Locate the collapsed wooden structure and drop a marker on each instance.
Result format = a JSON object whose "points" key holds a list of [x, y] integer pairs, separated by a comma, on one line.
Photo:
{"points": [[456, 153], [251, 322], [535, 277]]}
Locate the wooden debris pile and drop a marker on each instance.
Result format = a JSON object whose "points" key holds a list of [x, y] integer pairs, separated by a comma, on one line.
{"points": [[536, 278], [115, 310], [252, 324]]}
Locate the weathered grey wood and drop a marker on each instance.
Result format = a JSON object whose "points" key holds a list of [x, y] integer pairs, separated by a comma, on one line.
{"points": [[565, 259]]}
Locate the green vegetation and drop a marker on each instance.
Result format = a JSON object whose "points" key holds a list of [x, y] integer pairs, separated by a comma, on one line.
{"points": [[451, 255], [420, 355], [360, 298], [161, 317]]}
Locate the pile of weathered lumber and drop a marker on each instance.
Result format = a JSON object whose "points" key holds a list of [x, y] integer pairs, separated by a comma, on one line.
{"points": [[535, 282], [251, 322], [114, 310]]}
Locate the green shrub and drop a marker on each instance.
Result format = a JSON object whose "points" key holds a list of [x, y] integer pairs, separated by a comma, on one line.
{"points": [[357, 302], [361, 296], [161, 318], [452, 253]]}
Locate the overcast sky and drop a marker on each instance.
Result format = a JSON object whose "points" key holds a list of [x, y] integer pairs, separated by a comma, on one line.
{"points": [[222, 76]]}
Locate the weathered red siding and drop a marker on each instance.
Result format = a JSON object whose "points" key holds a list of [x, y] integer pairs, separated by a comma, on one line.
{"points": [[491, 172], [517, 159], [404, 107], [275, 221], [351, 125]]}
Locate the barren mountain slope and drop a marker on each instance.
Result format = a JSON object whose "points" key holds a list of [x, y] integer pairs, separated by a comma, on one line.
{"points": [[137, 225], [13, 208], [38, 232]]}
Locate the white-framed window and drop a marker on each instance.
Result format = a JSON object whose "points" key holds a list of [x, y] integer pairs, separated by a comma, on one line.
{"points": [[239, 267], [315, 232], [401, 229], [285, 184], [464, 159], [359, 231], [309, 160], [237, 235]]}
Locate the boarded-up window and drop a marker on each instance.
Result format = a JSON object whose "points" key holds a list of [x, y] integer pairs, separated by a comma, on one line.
______________________________
Copy the entire listing exactly. Do not skip a line.

Locate the collapsed wooden structure and drop a marker on each instance.
Result format = a JSON object whose "points" key holds a list of [x, y] integer pairs, separated by a comma, on one line.
Photo:
{"points": [[456, 153], [251, 322], [535, 277]]}
Locate the wooden debris pile and drop a marker on each instance.
Result format = a JSON object whose "points" key holds a list of [x, y] integer pairs, separated by a comma, on one line.
{"points": [[536, 278], [115, 310], [252, 324]]}
Locate the weathered grey wood and drop a marker on each instance.
Result format = a JSON object whose "points" key holds a list of [x, y] integer pairs, separated by a comma, on one line.
{"points": [[565, 259]]}
Locate the green vegetation and drop a marker on each instance.
Result format = a JSON object whose "points" key holds a list of [x, y] integer pairs, separated by a comma, on one line.
{"points": [[451, 255], [420, 355], [360, 298], [161, 317]]}
Locate the pile of weathered lumber and drop a marker on each instance.
Result format = a JSON object whose "points" key holds a list of [x, y] integer pairs, separated by a comma, on one line.
{"points": [[535, 282], [251, 322], [114, 310]]}
Locate the green shrub and drop a marker on each instance.
Result format = a JSON object whose "points" key holds a list of [x, y] integer pairs, separated by a comma, on one line.
{"points": [[357, 302], [361, 296], [161, 318], [452, 253]]}
Locate the overcast sky and drop a marker on each instance.
Result format = a JSON object whose "points" key holds a list of [x, y] integer pairs, separated by a comma, on one line.
{"points": [[222, 76]]}
Locate the weathered red siding and drop a marker on each instance.
Result format = a JSON object whose "points" key holds a list of [x, y] integer pairs, separated by a comma, on one line.
{"points": [[491, 172], [517, 159], [404, 107], [275, 221], [351, 125]]}
Locate the barren mountain slope and drop a marker on each instance.
Result format = a JSON object whose "points" key holds a list of [x, y] integer pairs, separated by a comma, on one line.
{"points": [[137, 225], [13, 208], [38, 232]]}
Locate the white-framed window and drop a marker on each instance.
Result format = a JSON object whose "points" key holds a list of [x, y] integer pairs, separated by a comma, on one line.
{"points": [[239, 267], [315, 232], [401, 229], [285, 184], [464, 159], [359, 231], [309, 160], [237, 235]]}
Locate the boarded-up window and drop a marker on each instance.
Result format = a JSON object whose "points" key holds a list of [x, y] integer pairs, separated by a comma, on one line.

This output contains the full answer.